--- What is required ---
Format the records below as a two-column CSV with the header instruction,answer. Give each record one row, putting its text and its answer each in a single quoted field with any line breaks replaced by spaces.

— start of Record list —

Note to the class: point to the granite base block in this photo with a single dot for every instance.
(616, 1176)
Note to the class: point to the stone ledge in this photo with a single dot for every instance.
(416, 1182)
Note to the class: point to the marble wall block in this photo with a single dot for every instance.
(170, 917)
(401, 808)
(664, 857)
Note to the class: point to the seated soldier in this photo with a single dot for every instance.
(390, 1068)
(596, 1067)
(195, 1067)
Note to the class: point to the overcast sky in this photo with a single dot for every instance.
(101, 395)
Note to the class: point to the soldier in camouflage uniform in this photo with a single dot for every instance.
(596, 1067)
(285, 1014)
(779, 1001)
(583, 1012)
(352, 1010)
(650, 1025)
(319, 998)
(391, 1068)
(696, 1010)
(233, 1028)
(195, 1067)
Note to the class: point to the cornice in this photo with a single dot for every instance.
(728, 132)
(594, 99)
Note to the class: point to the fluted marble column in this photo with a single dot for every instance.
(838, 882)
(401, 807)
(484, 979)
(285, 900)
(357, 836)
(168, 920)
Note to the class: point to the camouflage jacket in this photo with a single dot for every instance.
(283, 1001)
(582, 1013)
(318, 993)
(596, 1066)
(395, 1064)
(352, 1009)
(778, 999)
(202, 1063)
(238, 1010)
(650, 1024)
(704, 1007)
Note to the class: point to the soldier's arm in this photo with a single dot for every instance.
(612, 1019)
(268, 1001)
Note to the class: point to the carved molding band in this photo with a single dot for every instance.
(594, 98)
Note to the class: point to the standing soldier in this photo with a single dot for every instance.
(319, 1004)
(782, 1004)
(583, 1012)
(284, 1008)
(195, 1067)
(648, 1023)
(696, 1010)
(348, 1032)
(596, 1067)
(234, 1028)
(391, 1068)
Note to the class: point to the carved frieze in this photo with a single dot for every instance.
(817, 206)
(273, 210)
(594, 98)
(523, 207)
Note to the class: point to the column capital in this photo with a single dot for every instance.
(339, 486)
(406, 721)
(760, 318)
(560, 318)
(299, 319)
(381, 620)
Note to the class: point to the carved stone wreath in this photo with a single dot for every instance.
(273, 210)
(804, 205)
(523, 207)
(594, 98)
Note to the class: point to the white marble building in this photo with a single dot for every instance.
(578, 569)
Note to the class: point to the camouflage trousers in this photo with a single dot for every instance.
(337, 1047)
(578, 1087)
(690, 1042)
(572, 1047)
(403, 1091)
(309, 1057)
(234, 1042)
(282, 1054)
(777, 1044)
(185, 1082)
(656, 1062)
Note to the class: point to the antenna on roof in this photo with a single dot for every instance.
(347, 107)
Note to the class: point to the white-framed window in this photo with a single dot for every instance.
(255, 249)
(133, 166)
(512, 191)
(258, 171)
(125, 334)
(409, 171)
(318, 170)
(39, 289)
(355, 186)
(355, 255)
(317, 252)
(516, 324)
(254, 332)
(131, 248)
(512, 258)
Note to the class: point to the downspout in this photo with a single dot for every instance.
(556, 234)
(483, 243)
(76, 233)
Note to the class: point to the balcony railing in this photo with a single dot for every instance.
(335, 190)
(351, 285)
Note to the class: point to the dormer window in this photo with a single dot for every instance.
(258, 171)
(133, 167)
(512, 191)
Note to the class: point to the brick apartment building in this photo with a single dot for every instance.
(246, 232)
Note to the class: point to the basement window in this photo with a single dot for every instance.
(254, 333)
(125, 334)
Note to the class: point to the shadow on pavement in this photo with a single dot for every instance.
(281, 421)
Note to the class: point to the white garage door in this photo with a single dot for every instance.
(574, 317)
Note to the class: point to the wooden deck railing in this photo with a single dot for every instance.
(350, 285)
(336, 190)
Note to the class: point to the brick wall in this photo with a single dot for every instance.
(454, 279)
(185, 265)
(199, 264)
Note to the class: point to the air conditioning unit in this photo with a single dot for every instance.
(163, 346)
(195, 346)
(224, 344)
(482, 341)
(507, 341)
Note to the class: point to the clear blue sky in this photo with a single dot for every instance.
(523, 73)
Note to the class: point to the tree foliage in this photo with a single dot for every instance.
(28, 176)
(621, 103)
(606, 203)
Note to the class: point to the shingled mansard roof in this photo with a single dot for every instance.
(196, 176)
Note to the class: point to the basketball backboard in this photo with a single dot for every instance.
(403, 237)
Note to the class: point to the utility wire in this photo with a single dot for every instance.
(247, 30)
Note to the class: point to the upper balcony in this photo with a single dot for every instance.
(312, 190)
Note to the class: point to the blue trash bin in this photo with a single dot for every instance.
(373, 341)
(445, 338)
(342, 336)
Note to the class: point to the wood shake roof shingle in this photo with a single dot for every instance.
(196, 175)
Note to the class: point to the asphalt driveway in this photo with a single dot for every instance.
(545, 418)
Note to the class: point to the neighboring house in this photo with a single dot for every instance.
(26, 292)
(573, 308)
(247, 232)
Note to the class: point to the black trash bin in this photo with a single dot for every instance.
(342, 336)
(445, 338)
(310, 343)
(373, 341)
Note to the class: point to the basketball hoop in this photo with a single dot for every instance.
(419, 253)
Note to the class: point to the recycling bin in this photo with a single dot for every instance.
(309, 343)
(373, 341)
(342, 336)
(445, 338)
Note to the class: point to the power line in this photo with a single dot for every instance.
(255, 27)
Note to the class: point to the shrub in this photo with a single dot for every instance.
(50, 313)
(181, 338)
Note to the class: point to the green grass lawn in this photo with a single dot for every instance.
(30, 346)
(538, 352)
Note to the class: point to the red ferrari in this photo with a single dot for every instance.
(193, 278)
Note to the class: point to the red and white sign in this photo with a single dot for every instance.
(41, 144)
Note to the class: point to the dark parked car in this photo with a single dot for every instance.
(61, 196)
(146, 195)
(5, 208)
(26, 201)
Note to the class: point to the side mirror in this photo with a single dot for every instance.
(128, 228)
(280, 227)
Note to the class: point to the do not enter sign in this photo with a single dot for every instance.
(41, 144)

— end of Record list —

--- Written answer ---
instruction,answer
"Note to the class: point to the granite base block in this photo with a single dot for every instance.","(616, 1176)"
"Note to the class: point to the stone ledge in this photo with a single dot for every instance.","(416, 1182)"
"Note to the class: point to the marble wall block in this photo with a single dot for every instance.","(170, 917) (401, 808) (664, 857)"
"Note to the class: point to the seated soldier in this photo with a single dot for every instance.","(390, 1068) (596, 1067) (195, 1067)"
"Note to the class: point to the overcast sky in this photo with a single dot for every instance.","(101, 395)"
"Note to the class: point to the soldier in camouflage uniform in this photo with a single dot for every instance.","(596, 1067) (285, 1014) (779, 1001) (583, 1012) (352, 1010) (650, 1025) (319, 998) (391, 1068) (696, 1010) (233, 1028) (195, 1067)"
"Note to the class: point to the cornice in this photo with a single dot for every instance.","(728, 132) (594, 99)"
"Note to the class: point to the fluted marble column in this photo with a single dot for every instance.","(838, 882) (401, 807) (484, 979) (285, 900) (357, 836) (168, 920)"
"Note to the class: point to the camouflage jacket in this photo with a single dot for every instance.","(283, 1001) (582, 1013) (318, 993) (596, 1066) (395, 1064) (352, 1009) (778, 999) (202, 1063) (238, 1010) (650, 1024) (704, 1007)"
"Note to the class: point to the soldier's arm in this photo with a single dot for every instance.","(612, 1019) (268, 1001)"
"Note to the class: point to the carved molding band in this photo with a single dot for every instance.","(594, 98)"
"Note to the class: point to the standing soldier in this photo with a single dot for every instance.","(319, 1004) (782, 1004) (583, 1012) (284, 1008) (195, 1067) (648, 1023) (696, 1010) (348, 1032) (596, 1067) (234, 1028) (391, 1068)"
"Note to the class: point to the carved frieze in this photo with a single dot for every instance.","(817, 206) (273, 210) (594, 98) (523, 207)"
"Note to the class: point to the column capital in this photo with a single dot for every instance.","(339, 486) (406, 721) (760, 318) (560, 318) (299, 319) (381, 620)"
"Note to the class: point to the carved stone wreath in this photo with a single dot for every instance.","(273, 210) (804, 205) (523, 207) (594, 98)"
"Note to the class: point to the white marble building in this photo with a single dot for every instance.","(578, 569)"
"Note to the class: point to the camouflage trousers in this photo with a single dot for every instance.","(337, 1047) (578, 1087) (690, 1042) (572, 1047) (403, 1091) (309, 1057) (234, 1042) (282, 1054) (777, 1044) (185, 1082) (656, 1062)"
"Note to the class: point to the antenna on roof in this photo with a single dot for every instance.","(347, 107)"
"Note to the class: point to the white-framed window in this photo with a single dot for every instance.","(255, 249) (133, 166) (512, 191) (258, 171) (125, 334) (409, 171) (318, 170) (39, 289) (355, 186) (355, 255) (317, 252) (516, 324) (254, 332) (131, 248) (512, 258)"
"Note to the class: point to the downspout in this photo with a single dot for every instance.","(556, 234) (483, 243) (76, 233)"
"Note to the class: point to the balcony railing in this photo with a single dot for every instance.","(335, 190) (351, 285)"
"Note to the class: point to the dormer window in this photo with a single dot for every instance.","(258, 171) (133, 167) (512, 191)"
"Note to the class: point to the brick apartment building in this photo with a single dot for every instance.","(246, 232)"
"Note to the class: point to the basement window in this photo with a single dot for every instance.","(254, 333) (125, 334)"
"Note to the class: point to the shadow on pavement in this photo with a single dot for every instance.","(281, 421)"
"Note to the class: point to the white garage door in this photo with a single dot for every instance.","(574, 317)"
"Note to the class: point to the wooden deck railing in this photo with a single dot for every instance.","(350, 285) (336, 190)"
"Note to the class: point to the brick wall in this photo with a single dot for every instance.","(454, 279) (185, 265) (199, 264)"
"Note to the class: point to the air conditioning unit in this photo with a single dot for every instance.","(163, 346) (195, 346) (224, 344) (482, 341) (507, 341)"
"Note to the class: point to the clear blue sky in this photo with a single dot for every instance.","(523, 73)"
"Note to the class: point to the tree foliage in this photo with a single dot for every instance.","(28, 176) (621, 103) (606, 203)"
"Note to the class: point to the shingled mansard roof in this photo with a single dot for every instance.","(196, 176)"
"Note to the class: point to the basketball backboard in this photo with a single dot for every instance.","(403, 237)"
"Note to the class: point to the utility wire in this photo with a single dot for every instance.","(247, 30)"
"Note to the class: point to the upper balcony in this photo with a single dot for every instance.","(312, 190)"
"Note to the class: point to the blue trash bin in this photo with a single dot for every instance.","(373, 341) (445, 338) (342, 336)"
"Note to the class: point to the wood shake roof shingle in this photo with a single dot for every instance.","(196, 175)"
"Note to the class: point to the asphalt driveway in this photo with a single dot for every instance.","(545, 418)"
"Note to the class: point to the neighboring house in this photo with a single dot for every instance.","(26, 292) (573, 308) (247, 232)"
"Note to the class: point to the black trash bin in this photo with a single dot for every instance.","(342, 336) (445, 338) (310, 343) (373, 341)"
"Note to the class: point to the basketball hoop in this photo with a single dot for every instance.","(419, 253)"
"Note to the class: point to the recycling bin in this photo with a single dot for every instance.","(309, 343) (373, 341) (342, 336) (445, 338)"
"Note to the class: point to the power line in this photo with a single dot for every instance.","(255, 27)"
"Note to the class: point to the shrub in this photo with a single dot for every instance.","(50, 313) (181, 338)"
"Note to the class: point to the green grass lawn in this photo with a single dot for every instance.","(30, 346) (538, 352)"
"Note to the class: point to the red ferrari in this photo with a single dot for every instance.","(193, 278)"
"Note to the class: point to the red and white sign in this photo with a single dot for every instance.","(41, 144)"
"Note to the class: point to the dark parked car in this photo with a single dot for every instance.","(61, 196) (146, 195) (5, 208) (26, 201)"
"Note to the class: point to the side mirror in this photo with a single dot for every instance.","(128, 228) (280, 227)"
"Note to the class: point to the do not enter sign in this photo with a single dot for every instance.","(41, 144)"